## REQUIRED ACTION
A faithful transcription of all the data is required.

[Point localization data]
== Segment start ==
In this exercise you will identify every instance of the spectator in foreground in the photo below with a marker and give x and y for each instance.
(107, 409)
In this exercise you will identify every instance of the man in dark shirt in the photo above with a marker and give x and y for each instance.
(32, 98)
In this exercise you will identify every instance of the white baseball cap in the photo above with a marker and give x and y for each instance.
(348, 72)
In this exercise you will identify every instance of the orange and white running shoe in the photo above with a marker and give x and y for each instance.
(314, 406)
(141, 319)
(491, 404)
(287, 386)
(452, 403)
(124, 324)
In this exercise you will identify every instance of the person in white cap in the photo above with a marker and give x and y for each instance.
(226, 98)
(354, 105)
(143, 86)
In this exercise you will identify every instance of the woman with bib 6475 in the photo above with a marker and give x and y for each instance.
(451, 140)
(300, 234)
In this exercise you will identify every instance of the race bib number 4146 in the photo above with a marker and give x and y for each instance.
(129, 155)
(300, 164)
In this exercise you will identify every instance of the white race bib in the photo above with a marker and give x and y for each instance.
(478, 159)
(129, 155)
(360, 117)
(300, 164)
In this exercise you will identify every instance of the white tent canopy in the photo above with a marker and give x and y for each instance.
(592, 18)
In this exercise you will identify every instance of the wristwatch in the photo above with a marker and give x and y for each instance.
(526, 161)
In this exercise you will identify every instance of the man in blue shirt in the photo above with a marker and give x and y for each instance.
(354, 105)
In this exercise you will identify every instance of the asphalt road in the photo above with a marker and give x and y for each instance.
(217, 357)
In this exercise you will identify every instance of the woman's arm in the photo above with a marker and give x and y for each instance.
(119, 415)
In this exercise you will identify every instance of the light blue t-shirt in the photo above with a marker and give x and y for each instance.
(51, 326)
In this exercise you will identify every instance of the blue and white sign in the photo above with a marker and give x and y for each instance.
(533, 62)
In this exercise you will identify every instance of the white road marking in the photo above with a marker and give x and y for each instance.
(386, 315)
== Segment end ==
## SOLUTION FOR THIS EXERCISE
In this exercise you will identify every instance of the spectator in foreground in the photo below with a marker and give x and y for each instance.
(107, 409)
In this exercise you will identify every instance of the man in dark shirt in the photo above with a marker and give x and y for each instance.
(32, 98)
In this exercise you will identify every instance of the white baseball cap in the photo above with a marker and give x and y for each instance.
(348, 72)
In this exercise you will identify every instance of the orange and white running shoe in the photo above with a marker and give x and y for each instance.
(314, 406)
(141, 319)
(491, 404)
(287, 386)
(452, 403)
(124, 324)
In this exercise you will identify every instance of the person in white cap in the photo above with a marker and give x and y for each instance.
(226, 98)
(354, 105)
(143, 86)
In this exercise you will identify every instance of the woman with bib 6475 in the photo above with a marker and give x and y for each instance.
(451, 140)
(300, 234)
In this exercise you will identify every instance of the race bib number 4146 in the photo above with a marker and give x and y for each instance.
(129, 155)
(300, 164)
In this exercise you will identify every instance of the white race bib in the photo above with a marker and give x and y for each instance.
(478, 159)
(129, 155)
(360, 117)
(300, 164)
In this exercise you will identify every instance of the white tent canopy in the photo above with a marker and give x and y for each instance.
(592, 18)
In this exercise you will identify every instance of the wristwatch in the photo above with a marker and give x and y for each instance.
(526, 161)
In this exercise you will identify every instance of the man in blue shirt in the photo above with a marker and give x and y for each instance.
(354, 105)
In this exercise you will identify every instance of the asphalt road in the photo above with a marker and give x and y for each instance.
(217, 357)
In this exercise you will identify every instance of the woman's arm in the photo above with a marker and give x and y for each instance.
(119, 415)
In this exercise you will identify every instance of the light blue t-shirt in the photo above with a marker and give x and y for each instance.
(51, 326)
In this exercise you will identify every instance of the blue and white sign in the photo above with a marker and give x and y for each instance.
(533, 62)
In this exercise you will identify every instance of the white road marking in the photo above with a marker and give x and y for each instance.
(386, 315)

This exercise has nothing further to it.